**What the task requires**
Repeat verbatim every line of the material, beginning at the line that holds "the blue heeler" and ending at its last line.

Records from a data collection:
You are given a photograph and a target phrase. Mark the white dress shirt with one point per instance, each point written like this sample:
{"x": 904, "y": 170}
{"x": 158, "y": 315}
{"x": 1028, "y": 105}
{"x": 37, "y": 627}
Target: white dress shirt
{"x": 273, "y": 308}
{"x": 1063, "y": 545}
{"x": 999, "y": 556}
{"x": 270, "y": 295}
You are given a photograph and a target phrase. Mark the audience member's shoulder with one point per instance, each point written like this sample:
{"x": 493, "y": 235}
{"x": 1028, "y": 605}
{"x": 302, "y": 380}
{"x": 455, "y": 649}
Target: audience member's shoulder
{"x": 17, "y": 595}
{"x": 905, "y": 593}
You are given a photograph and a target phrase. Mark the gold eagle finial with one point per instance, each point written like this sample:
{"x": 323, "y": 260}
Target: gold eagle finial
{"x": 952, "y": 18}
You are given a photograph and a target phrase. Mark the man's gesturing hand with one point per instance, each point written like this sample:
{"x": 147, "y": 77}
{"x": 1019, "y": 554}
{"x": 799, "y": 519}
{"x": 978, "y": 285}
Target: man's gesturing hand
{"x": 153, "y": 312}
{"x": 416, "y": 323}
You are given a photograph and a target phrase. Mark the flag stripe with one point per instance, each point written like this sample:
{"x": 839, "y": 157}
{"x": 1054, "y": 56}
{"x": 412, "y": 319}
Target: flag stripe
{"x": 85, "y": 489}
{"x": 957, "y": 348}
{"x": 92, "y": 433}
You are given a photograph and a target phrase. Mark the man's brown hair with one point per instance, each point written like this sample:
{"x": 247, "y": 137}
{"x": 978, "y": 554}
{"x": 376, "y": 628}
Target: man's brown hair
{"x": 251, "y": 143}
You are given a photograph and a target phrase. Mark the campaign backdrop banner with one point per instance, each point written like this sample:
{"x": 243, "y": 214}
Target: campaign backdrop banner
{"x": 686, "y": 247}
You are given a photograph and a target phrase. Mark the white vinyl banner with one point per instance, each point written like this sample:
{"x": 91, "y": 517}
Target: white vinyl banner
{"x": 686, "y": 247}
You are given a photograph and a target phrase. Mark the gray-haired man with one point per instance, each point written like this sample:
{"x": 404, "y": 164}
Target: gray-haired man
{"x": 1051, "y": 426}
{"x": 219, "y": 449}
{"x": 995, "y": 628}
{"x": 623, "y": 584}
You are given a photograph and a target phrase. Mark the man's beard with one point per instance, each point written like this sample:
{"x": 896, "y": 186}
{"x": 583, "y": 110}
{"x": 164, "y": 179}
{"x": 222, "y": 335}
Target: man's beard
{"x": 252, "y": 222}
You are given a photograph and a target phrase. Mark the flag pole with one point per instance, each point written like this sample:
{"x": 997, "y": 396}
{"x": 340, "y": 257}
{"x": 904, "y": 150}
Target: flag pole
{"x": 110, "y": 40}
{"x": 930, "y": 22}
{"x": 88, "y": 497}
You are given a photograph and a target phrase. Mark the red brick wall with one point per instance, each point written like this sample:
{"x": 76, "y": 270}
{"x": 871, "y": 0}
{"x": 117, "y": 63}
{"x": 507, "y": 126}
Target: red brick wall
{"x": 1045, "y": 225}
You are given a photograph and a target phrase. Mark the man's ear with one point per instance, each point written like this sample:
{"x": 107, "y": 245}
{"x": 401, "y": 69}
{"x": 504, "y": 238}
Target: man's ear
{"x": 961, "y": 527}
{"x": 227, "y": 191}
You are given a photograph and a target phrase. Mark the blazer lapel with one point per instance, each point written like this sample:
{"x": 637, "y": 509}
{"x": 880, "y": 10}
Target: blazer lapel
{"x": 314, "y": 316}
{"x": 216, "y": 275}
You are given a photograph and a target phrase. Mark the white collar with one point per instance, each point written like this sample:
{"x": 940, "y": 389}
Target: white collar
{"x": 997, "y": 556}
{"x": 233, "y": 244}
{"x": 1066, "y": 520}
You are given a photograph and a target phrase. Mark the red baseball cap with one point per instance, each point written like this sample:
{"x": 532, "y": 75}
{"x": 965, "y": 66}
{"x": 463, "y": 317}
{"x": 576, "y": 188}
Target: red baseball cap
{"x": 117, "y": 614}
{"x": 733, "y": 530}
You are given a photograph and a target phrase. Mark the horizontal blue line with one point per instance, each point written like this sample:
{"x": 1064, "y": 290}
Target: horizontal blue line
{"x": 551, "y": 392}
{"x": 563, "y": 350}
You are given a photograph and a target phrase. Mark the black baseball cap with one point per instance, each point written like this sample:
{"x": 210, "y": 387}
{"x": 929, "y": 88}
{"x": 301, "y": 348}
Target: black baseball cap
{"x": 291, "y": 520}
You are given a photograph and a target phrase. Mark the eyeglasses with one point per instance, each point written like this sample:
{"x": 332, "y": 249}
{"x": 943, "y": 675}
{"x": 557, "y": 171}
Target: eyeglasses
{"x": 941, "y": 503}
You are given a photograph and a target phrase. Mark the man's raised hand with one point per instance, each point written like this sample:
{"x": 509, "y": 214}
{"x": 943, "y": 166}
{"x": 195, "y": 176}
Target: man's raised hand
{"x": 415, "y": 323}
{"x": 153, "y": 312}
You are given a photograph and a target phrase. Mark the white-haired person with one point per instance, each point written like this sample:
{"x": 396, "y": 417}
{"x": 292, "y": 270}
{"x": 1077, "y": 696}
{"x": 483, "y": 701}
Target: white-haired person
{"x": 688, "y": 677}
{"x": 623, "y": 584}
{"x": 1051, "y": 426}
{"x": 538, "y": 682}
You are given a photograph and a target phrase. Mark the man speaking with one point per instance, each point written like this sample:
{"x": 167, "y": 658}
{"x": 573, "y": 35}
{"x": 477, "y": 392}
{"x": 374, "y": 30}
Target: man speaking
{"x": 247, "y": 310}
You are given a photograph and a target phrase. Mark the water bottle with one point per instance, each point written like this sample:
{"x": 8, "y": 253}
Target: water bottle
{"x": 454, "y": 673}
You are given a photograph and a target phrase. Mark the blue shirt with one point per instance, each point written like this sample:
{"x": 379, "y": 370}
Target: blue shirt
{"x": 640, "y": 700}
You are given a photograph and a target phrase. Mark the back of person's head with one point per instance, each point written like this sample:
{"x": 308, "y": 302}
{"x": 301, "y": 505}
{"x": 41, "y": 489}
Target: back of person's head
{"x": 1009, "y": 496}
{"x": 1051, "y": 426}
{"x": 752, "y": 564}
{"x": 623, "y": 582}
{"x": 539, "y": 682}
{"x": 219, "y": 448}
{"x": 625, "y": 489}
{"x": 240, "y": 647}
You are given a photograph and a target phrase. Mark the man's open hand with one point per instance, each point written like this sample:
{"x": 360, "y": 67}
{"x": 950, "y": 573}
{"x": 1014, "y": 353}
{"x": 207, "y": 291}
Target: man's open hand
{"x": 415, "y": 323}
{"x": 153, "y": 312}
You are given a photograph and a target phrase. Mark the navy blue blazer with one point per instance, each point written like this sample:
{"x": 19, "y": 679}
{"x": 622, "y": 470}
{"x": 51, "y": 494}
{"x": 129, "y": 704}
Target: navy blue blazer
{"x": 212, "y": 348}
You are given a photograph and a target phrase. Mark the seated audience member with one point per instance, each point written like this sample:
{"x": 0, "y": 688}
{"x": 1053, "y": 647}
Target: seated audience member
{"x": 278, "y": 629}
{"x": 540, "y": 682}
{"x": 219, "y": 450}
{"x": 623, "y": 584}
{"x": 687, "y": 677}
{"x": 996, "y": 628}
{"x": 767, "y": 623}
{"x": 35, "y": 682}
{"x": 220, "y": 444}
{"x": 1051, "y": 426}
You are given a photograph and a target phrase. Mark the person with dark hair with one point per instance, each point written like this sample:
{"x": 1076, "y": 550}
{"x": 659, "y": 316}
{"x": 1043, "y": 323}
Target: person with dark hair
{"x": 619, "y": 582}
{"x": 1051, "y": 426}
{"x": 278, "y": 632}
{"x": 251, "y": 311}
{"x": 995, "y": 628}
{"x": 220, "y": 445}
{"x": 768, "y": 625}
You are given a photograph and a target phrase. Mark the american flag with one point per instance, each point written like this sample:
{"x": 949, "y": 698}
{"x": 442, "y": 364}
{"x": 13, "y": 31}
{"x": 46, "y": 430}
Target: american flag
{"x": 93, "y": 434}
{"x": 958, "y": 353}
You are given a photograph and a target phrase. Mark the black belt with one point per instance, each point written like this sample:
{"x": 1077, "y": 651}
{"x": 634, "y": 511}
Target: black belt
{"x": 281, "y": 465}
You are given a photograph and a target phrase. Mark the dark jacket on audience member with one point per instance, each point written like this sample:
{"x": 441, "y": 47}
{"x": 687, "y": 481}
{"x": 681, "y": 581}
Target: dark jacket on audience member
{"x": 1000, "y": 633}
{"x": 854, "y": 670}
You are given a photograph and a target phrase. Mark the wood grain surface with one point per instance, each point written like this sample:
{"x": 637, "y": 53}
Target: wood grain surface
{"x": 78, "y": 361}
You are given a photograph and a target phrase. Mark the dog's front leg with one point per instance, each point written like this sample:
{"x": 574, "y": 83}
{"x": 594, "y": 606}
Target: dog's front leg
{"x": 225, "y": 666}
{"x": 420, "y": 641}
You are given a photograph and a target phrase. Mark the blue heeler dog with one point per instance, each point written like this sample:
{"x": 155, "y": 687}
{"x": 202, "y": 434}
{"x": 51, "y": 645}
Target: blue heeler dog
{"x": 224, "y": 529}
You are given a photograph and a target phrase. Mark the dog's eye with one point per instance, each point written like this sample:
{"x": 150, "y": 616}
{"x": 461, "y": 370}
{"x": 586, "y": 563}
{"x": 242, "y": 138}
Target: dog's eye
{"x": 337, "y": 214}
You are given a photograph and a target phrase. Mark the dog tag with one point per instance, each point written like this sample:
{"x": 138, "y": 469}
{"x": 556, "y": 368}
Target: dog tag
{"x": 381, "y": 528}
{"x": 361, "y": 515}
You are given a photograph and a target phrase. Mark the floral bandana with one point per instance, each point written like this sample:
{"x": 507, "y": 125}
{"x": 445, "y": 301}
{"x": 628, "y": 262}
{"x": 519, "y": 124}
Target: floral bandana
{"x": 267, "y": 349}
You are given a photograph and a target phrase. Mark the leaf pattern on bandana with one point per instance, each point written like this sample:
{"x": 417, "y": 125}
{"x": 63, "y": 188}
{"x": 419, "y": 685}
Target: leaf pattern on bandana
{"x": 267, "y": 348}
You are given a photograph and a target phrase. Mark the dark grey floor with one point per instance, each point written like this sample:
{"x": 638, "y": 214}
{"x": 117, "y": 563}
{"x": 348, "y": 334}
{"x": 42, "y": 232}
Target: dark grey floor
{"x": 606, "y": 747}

**Response**
You are given a photograph and a target phrase. Mark the blue heeler dog with one point per instance, each point written like this sample:
{"x": 155, "y": 687}
{"x": 202, "y": 434}
{"x": 51, "y": 645}
Target: blue heeler dog
{"x": 224, "y": 529}
You are given a photograph and a target phrase. Mark the dog's eye with one point per instance, each point written like this sample:
{"x": 150, "y": 616}
{"x": 461, "y": 370}
{"x": 586, "y": 563}
{"x": 242, "y": 138}
Target: dog's eye
{"x": 337, "y": 214}
You are given a photograph and a target phrase. Mark the dog tag with one point per instance, each point written like this sample:
{"x": 138, "y": 469}
{"x": 556, "y": 368}
Target: dog tag
{"x": 381, "y": 528}
{"x": 361, "y": 515}
You are given a photograph and a target phrase. Mark the floral bandana with one point per instance, each point written like this sample:
{"x": 507, "y": 125}
{"x": 445, "y": 301}
{"x": 628, "y": 262}
{"x": 519, "y": 124}
Target: floral bandana
{"x": 267, "y": 349}
You are given a photograph and a target phrase. Mark the leaf pattern on bandana with one point per instance, each point written like this sample:
{"x": 417, "y": 125}
{"x": 63, "y": 188}
{"x": 419, "y": 685}
Target: leaf pattern on bandana
{"x": 267, "y": 348}
You are given a photograph and a target phrase. Mark the dark grey floor with one point per instance, each point written like this sample:
{"x": 638, "y": 214}
{"x": 117, "y": 563}
{"x": 348, "y": 334}
{"x": 42, "y": 232}
Target: dark grey floor
{"x": 606, "y": 747}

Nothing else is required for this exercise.